(Stored dataset items)
--- --- ---
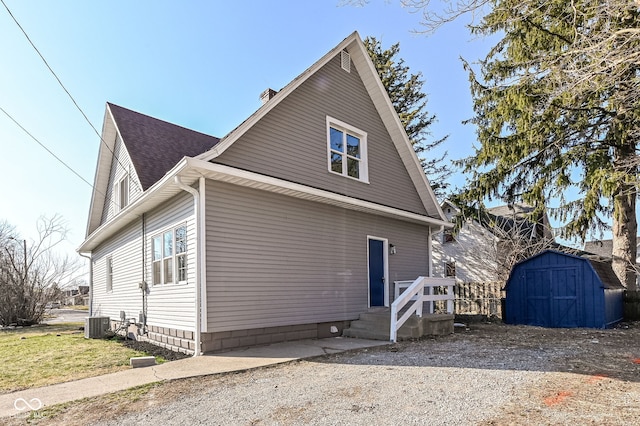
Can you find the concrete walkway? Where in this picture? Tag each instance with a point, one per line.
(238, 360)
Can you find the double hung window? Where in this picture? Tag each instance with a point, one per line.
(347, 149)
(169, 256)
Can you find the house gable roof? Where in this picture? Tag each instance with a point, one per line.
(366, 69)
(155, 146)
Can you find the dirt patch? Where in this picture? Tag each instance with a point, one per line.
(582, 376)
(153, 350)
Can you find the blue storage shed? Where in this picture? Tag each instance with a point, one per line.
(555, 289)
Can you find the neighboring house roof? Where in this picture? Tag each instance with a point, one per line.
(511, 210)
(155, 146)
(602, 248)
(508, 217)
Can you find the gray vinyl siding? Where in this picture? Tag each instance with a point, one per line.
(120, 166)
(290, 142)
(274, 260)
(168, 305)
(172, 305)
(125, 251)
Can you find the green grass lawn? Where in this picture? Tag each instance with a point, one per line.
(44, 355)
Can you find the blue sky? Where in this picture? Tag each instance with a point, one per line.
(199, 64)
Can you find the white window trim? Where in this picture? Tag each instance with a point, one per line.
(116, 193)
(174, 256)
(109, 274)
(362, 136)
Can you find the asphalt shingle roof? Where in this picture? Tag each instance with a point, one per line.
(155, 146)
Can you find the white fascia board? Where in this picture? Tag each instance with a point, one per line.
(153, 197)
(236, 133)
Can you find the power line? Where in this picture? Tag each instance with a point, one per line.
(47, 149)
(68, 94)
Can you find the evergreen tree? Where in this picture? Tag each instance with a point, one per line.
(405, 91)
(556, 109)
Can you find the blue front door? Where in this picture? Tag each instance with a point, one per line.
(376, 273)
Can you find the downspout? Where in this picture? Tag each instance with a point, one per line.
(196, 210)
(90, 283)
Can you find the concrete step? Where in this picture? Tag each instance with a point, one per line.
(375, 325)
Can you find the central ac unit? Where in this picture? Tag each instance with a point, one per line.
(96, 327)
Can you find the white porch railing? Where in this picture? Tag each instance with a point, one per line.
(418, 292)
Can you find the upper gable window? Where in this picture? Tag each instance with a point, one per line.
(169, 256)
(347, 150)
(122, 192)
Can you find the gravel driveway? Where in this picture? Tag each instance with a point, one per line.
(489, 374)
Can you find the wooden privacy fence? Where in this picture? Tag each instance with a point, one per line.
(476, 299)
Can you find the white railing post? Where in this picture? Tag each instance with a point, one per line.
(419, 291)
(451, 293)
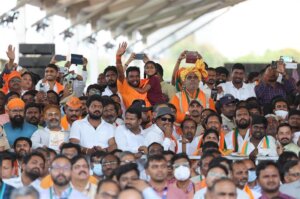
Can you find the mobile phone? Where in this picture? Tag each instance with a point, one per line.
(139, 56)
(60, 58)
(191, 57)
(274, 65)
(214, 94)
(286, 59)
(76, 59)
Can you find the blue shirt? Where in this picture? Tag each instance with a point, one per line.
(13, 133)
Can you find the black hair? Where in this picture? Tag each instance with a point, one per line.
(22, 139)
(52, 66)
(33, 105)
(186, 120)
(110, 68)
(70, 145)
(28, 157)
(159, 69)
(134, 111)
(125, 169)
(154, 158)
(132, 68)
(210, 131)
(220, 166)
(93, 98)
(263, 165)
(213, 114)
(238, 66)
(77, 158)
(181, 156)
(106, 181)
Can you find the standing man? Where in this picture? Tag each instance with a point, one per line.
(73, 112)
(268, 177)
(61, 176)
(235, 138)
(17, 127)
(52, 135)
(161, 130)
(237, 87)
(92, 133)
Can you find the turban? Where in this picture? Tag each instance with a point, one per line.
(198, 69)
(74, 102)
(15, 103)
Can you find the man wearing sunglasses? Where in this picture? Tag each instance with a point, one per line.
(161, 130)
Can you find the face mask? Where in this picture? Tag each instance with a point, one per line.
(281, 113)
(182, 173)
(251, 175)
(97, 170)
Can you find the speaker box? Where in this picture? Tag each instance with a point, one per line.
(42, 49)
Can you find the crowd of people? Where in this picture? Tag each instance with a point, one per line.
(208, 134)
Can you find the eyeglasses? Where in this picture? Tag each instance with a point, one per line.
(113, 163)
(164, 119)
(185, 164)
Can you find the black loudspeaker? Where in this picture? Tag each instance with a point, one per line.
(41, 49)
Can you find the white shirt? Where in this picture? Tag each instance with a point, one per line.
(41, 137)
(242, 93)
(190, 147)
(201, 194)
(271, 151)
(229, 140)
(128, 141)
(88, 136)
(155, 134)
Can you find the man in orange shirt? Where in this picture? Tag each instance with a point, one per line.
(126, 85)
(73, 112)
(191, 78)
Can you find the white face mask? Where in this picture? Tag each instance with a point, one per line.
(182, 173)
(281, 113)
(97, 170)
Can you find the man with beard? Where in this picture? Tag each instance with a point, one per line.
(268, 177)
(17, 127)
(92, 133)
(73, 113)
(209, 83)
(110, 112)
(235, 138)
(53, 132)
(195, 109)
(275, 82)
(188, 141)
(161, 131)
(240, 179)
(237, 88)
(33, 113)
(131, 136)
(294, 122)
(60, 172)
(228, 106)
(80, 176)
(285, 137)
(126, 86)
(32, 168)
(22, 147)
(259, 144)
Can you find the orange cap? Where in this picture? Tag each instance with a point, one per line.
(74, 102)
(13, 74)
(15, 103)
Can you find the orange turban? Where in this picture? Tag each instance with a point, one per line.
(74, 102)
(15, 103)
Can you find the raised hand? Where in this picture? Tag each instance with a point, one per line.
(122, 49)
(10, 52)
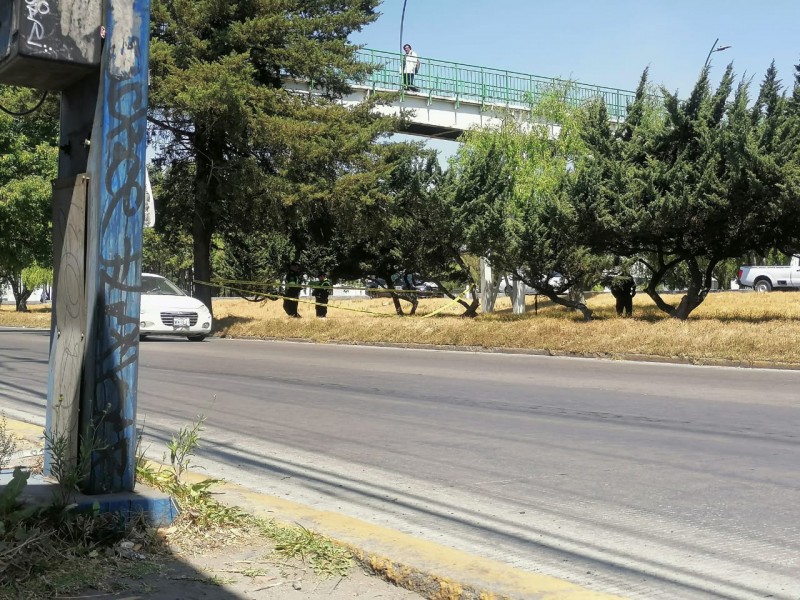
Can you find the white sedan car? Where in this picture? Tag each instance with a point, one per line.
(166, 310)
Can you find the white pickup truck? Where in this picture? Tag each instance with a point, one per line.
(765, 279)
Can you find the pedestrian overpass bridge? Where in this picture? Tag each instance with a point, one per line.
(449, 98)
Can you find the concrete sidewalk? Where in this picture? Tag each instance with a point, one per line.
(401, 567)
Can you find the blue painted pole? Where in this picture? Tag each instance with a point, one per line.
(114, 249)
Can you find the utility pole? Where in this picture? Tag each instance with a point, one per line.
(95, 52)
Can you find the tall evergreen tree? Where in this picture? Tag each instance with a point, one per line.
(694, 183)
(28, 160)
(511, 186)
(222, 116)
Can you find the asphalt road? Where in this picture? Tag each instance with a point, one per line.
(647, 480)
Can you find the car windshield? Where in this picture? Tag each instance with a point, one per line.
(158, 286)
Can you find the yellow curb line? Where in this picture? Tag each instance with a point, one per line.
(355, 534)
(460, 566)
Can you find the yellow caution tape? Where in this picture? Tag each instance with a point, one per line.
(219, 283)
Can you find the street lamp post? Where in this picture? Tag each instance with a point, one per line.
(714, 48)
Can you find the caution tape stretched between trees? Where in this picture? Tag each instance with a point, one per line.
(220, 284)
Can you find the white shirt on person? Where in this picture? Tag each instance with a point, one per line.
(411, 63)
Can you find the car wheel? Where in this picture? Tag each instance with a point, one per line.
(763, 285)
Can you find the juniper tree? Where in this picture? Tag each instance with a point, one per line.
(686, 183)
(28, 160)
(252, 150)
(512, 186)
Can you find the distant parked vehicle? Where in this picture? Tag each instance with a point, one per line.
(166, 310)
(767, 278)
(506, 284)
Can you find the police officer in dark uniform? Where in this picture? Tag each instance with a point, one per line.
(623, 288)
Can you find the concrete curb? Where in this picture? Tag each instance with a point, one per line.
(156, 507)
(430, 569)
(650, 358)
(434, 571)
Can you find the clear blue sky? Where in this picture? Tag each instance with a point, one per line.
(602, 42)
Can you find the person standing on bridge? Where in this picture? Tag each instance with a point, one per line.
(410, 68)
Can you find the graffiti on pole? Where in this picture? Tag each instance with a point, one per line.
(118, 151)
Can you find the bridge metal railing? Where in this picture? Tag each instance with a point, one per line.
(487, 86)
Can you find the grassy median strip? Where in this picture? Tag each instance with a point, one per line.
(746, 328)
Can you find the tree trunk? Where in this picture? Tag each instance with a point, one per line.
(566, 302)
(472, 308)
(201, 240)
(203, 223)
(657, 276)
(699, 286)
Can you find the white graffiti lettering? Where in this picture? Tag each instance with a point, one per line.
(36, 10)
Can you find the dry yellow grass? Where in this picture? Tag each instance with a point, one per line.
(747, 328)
--- --- ---
> [ABOUT THIS TASK] Output, and output only, the lines from the one containing "Can you find the white graffiti" through the last line of the data above.

> [EXERCISE OUTPUT]
Can you find the white graffiti lettering? Where in this picture? Tag each instance with a point, one per line.
(36, 10)
Can you find the dry yellow grass? Where in this picture? Tag each instance with a point, one per line.
(747, 328)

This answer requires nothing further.